## Excerpt provided
In the minefield of government regulations and compliance worries regarding gifts, we’ve stopped saying thank you this holiday season.
Gone are the large tins of popcorn and the nuts; ditto for the cookies and fruitcake. My practice administrator and I reflected last week about what our staff kitchen used to look like the week before Christmas 10 years ago. The counters were overflowing with gift baskets, fruits, and all kind of holiday treats. The doctors’ desks had bottles of wine gifted by referring doctors and grateful patients. Now these areas are empty. Save for the few Christmas cards taped to the cabinet wall in the patient check out area, it would be easy to miss the traditional signs of the holiday season. Not even the hospitals are sending us gifts anymore. Why should they? They now seem to spend money buying up medical practices instead.
It is a fitting sign of our medical and economic times that the simple act of giving to one another to say “thank you for your loyalty and business,” is going the way of the “Walkman” cassette radio player. Perhaps it is our fear of government regulations and anti-kickback rules. Or maybe that we stand yet again on the precipice of the annual new century 25 percent to 30 percent Medicare pay cut due to SGR (Sustainable Growth Rate). As has become our yearly new tradition, we will write, call, and e-mail senators and congressmen pleading with them not to cut our Medicare rates … again. If the carrot doesn’t work, then we try the stick –– if this passes, we will post signs stating that we can no longer afford to see new Medicare patients after January 1. If history repeats itself, there will be an 11th-hour repeal form the legislative executioner, as politicians suck up to seniors, cook the numbers and books, and miraculously put off the SGR cut for another year, adding another few billion dollars to our federal debt.

## Dataset extract
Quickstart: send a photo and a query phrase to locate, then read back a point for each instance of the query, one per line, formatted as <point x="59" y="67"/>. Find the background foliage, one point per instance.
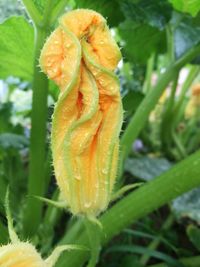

## Work instructions
1 > In the piece on holiday gifts, what did the doctors' desks used to hold the week before Christmas?
2 > The piece on holiday gifts says certain holiday foods are now gone. List each of them.
3 > In the piece on holiday gifts, duplicate the passage starting with "In the minefield" and going on through "medical practices instead.".

## Answer list
1 > Bottles of wine gifted by referring doctors and grateful patients.

2 >
- large tins of popcorn
- nuts
- cookies
- fruitcake

3 >
In the minefield of government regulations and compliance worries regarding gifts, we’ve stopped saying thank you this holiday season.
Gone are the large tins of popcorn and the nuts; ditto for the cookies and fruitcake. My practice administrator and I reflected last week about what our staff kitchen used to look like the week before Christmas 10 years ago. The counters were overflowing with gift baskets, fruits, and all kind of holiday treats. The doctors’ desks had bottles of wine gifted by referring doctors and grateful patients. Now these areas are empty. Save for the few Christmas cards taped to the cabinet wall in the patient check out area, it would be easy to miss the traditional signs of the holiday season. Not even the hospitals are sending us gifts anymore. Why should they? They now seem to spend money buying up medical practices instead.